→ **Extract to read**
%%

Market Cap. (Rs.) 7.54 Cr. P/BV 1.01 Book Value (Rs.) 1.34
52 Week High/Low (Rs.) 2/1 FV/ML 1/1 P/E(X) 0.00
Bookclosure 28/09/2023 EPS (Rs.) 0.00 Div Yield (%) 0.00
Year End :2017-03 

To the Members of Pact Industries Limited

Report on the Financial Statements

We have audited the accompanying standalone Ind AS financial statements of Pact Industries Limited (' the Company') which comprise the Balance Sheet as at March 31, 2017, and the Statement of Profit and Loss and Cash Flow Statement and the statement of changes in equity for the year then ended and a summary of the significant accounting policies and other explanatory information( herein after referred to as “standalone Ind AS financial statements”..

Management’s Responsibility for the Standalone Financial Statements

The Company's Board of Directors is responsible for the matters stated in Section 134(5) of the Company's Act, 2013(“the Act”) with respect to the preparation and presentation of these standalone financial statements that give a true and fair view of the financial position, financial performance including other comprehensive income, cash flows and changes in equity of the Company in accordance with the accounting principles generally accepted in India, including the Indian Accounting Standards(Ind AS) prescribed under Section 133 of the Act read with relevant rules issued there under.

This responsibility also includes maintenance of adequate accounting records in accordance with the provisions of the Act for safeguarding the assets of the Company and for preventing and detecting frauds and other irregularities; selection and application of appropriate accounting policies; making judgments and estimates that are reasonable and prudent: and design, implementation and maintenance of adequate internal financial controls, that were operating effectively for ensuring the accuracy and completeness of the accounting records, relevant to the preparation and presentation of the standalone Ind AS financial statements that give a true and fair view and are free from material misstatement, whether due to fraud or error.

Auditor’s Responsibility

Our responsibility is to express an opinion on these standalone Ind AS financial statements based on our audit.

We have taken into account the provisions of the Act, the accounting and auditing standards and matters which are required to be included in the audit report under the provisions of the Act and Rules made there under

We conducted our audit in accordance with the Standards on Auditing specified under Section 143(10) of the Act. Those Standards require that we comply with ethical requirement and plan and perform the audit to obtain reasonable assurance about whether the financial statements are free form material misstatement.

An audit involves performing procedures to obtain audit evidence about the amounts and the disclosures in the standalone Ind AS financial statements. The procedures selected depend on the auditor's judgment, including the assessment of the risks of material misstatement of the standalone Ind AS financial statements, whether due to fraud or error. In making those risk assessments, the auditor considers internal control relevant to the Company's preparation of the standalone Ind AS financial statements that gives true and fair view in order to design audit procedure that are appropriate in the circumstances. An audit also includes evaluating the appropriateness of accounting policies used and the reasonableness of the accounting estimates made by Company's Director, as well as evaluating the overall presentation of the standalone Ind AS financial statements.

%%

→ **To be done**
1/ From the audit report, return the passage between "This responsibility also" and "misstatement, whether due to fraud or error.", inclusive, copied word for word.
2/ According to the audit report, under which section of the Act are the Standards on Auditing that governed the audit specified?

→ **Provided data**
%%

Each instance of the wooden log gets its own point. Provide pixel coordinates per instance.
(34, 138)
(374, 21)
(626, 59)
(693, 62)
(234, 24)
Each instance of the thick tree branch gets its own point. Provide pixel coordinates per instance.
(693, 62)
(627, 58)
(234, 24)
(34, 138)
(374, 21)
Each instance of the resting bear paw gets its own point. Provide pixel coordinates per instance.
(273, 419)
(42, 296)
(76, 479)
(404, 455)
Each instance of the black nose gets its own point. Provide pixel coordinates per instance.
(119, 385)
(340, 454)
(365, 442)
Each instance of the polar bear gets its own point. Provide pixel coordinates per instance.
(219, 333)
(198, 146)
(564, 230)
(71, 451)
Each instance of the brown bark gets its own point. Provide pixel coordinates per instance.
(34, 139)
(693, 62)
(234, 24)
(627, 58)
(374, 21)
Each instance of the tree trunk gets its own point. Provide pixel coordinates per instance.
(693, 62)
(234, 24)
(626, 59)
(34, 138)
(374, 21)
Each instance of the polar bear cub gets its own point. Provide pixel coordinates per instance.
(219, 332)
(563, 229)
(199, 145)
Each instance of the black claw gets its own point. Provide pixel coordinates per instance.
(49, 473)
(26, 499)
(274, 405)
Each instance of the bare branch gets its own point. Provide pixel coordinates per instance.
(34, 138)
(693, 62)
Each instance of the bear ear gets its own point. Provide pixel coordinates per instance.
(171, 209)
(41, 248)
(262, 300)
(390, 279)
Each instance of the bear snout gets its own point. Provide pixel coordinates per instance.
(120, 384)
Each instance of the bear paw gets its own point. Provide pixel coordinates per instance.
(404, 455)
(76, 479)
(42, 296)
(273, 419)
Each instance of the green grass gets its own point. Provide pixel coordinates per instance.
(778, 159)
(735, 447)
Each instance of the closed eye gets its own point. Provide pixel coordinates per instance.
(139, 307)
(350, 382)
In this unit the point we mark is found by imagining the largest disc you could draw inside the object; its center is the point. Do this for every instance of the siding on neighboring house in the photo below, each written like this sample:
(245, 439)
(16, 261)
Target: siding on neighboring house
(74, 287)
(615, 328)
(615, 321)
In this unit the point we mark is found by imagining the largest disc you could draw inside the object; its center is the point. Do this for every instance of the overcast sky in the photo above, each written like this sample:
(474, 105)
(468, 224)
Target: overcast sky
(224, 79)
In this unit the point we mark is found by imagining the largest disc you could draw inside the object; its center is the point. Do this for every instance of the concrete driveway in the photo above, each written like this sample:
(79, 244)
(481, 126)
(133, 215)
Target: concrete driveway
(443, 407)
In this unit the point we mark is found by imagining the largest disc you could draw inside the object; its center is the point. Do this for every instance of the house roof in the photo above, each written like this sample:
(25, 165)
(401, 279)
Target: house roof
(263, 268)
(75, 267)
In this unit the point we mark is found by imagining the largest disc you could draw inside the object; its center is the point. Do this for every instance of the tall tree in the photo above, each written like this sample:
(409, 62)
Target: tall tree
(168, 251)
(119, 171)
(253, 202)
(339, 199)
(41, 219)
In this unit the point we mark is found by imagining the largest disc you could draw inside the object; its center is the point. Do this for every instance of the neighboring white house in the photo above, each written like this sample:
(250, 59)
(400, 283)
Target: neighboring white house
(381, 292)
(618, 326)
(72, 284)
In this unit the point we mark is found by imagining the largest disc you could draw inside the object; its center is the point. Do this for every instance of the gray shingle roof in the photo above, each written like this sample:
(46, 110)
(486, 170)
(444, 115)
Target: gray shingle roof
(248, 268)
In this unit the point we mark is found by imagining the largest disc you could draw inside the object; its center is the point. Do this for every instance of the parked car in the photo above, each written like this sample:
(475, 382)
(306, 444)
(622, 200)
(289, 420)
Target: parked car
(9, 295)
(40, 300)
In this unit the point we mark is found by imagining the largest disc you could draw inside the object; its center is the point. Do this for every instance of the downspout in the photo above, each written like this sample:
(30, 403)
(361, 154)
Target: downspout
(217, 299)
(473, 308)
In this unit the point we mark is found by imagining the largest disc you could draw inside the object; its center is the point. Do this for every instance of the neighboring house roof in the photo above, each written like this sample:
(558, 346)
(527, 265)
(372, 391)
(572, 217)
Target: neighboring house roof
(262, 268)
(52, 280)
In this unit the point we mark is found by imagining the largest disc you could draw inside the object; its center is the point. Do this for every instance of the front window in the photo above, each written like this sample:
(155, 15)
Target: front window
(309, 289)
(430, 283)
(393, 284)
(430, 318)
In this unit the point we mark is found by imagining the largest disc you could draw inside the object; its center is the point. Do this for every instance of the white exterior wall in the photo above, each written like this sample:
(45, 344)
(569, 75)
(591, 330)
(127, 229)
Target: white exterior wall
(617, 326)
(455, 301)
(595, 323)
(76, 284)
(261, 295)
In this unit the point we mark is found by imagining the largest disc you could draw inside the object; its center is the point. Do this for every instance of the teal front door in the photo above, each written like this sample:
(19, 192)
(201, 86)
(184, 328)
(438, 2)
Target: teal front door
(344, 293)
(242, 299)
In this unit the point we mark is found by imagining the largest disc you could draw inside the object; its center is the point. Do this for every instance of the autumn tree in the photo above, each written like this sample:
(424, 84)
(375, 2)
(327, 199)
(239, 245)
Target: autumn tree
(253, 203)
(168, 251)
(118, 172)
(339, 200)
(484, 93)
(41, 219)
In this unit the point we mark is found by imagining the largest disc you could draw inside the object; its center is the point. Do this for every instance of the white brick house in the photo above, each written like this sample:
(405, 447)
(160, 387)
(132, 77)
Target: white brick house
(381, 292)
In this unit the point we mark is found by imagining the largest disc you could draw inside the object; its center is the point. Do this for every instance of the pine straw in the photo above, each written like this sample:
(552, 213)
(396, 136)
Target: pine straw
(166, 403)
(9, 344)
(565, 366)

%%

→ **Solutions in order**
1/
This responsibility also includes maintenance of adequate accounting records in accordance with the provisions of the Act for safeguarding the assets of the Company and for preventing and detecting frauds and other irregularities; selection and application of appropriate accounting policies; making judgments and estimates that are reasonable and prudent: and design, implementation and maintenance of adequate internal financial controls, that were operating effectively for ensuring the accuracy and completeness of the accounting records, relevant to the preparation and presentation of the standalone Ind AS financial statements that give a true and fair view and are free from material misstatement, whether due to fraud or error.

2/ Section 143(10) of the Act.